Solid Baby Food Ideas

Baby doesn't seem to want that jarred food anymore, what do you feed her? Some good choices for solid food baby.

Somewhere between the ages of seven months and one year, your baby is going to decide that jarred food is now beneath her. Baby's get a sudden burst of independence where they want to feed themselves and will turn their nose up at anything coming towards their mouths on a spoon. Of course, baby needs to eat, so what can you feed her? There are many foods that can be cut into manageable pieces so that baby can feed herself, give you peace of mind that she's getting proper nourishment, and save you money when you no longer have to purchase expensive jar food.

Mandarin oranges are a delicious source of Vitamin A and C, they are inexpensive and soft enough for baby to gum. Take the orange segments out of the can and break them in half or thirds to make them the perfect size for baby to eat. Alternately in the fruit department, canned peaches are also soft enough for babies to eat. Pears tend to be too hard. When you are buying canned fruit, be sure to choose those packed in natural juice and not the sugary syrup that baby just doesn't need. Bananas can be a good choice as well, in fact"┬Žif baby is teething, a frozen banana can bring relief and nourishment at the same time. When the bananas are frozen, they will be less likely to break off into large chunks. Ocean Spray has many varieties of dried fruits sold in zip-lock packages now that are soft enough for little beginners as well, including plums, apricots and cranberries. Always check the nutrition information on the package when buying fruits for baby to make sure they aren't just empty calories.

§ Raw data
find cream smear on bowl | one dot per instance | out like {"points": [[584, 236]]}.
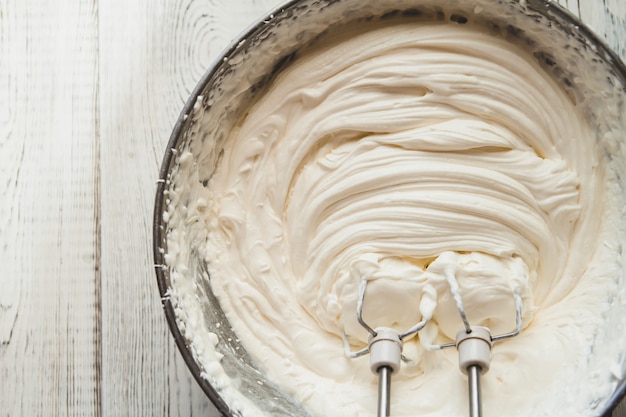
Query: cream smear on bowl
{"points": [[405, 154]]}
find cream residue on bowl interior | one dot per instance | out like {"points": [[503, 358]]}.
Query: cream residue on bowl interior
{"points": [[407, 155]]}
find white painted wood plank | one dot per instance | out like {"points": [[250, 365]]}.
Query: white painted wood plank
{"points": [[48, 147], [152, 55], [607, 18]]}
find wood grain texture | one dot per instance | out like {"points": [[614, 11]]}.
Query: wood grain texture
{"points": [[48, 147], [89, 93], [156, 53]]}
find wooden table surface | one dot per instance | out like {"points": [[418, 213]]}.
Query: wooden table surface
{"points": [[89, 93]]}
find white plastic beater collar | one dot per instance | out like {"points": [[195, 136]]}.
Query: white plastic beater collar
{"points": [[385, 349]]}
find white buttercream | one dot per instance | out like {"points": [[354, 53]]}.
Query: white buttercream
{"points": [[411, 156]]}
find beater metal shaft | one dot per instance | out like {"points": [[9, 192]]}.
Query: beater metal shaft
{"points": [[384, 391], [473, 380]]}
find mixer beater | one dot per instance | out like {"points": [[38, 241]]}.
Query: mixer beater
{"points": [[473, 344]]}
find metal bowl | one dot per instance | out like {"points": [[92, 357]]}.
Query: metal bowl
{"points": [[220, 98]]}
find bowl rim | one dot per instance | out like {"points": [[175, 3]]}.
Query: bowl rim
{"points": [[177, 134]]}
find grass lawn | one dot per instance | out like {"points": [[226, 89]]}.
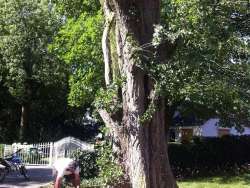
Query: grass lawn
{"points": [[241, 181]]}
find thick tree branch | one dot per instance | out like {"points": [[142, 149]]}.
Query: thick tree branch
{"points": [[109, 16]]}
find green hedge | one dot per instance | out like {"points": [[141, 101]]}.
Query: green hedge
{"points": [[206, 156]]}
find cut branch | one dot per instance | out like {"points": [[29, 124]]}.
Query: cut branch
{"points": [[114, 127]]}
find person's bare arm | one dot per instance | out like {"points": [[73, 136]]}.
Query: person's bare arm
{"points": [[58, 182]]}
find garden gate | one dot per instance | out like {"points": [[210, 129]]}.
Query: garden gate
{"points": [[46, 153]]}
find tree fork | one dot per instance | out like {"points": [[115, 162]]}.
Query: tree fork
{"points": [[143, 145]]}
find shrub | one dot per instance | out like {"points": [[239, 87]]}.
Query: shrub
{"points": [[110, 172], [209, 155], [87, 163]]}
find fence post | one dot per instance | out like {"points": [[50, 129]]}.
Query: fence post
{"points": [[51, 154]]}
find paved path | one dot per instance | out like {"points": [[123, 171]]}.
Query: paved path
{"points": [[39, 176]]}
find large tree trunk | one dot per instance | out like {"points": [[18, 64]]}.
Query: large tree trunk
{"points": [[143, 145], [24, 120]]}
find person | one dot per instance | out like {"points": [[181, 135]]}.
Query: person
{"points": [[66, 167]]}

§ Aim of the task
Rewrite everything in the baby food text from "Somewhere between the" down to "expensive jar food.", with "manageable pieces" changed to "bite-size pieces". Rely only on the baby food text to respond.

§ Task result
Somewhere between the ages of seven months and one year, your baby is going to decide that jarred food is now beneath her. Baby's get a sudden burst of independence where they want to feed themselves and will turn their nose up at anything coming towards their mouths on a spoon. Of course, baby needs to eat, so what can you feed her? There are many foods that can be cut into bite-size pieces so that baby can feed herself, give you peace of mind that she's getting proper nourishment, and save you money when you no longer have to purchase expensive jar food.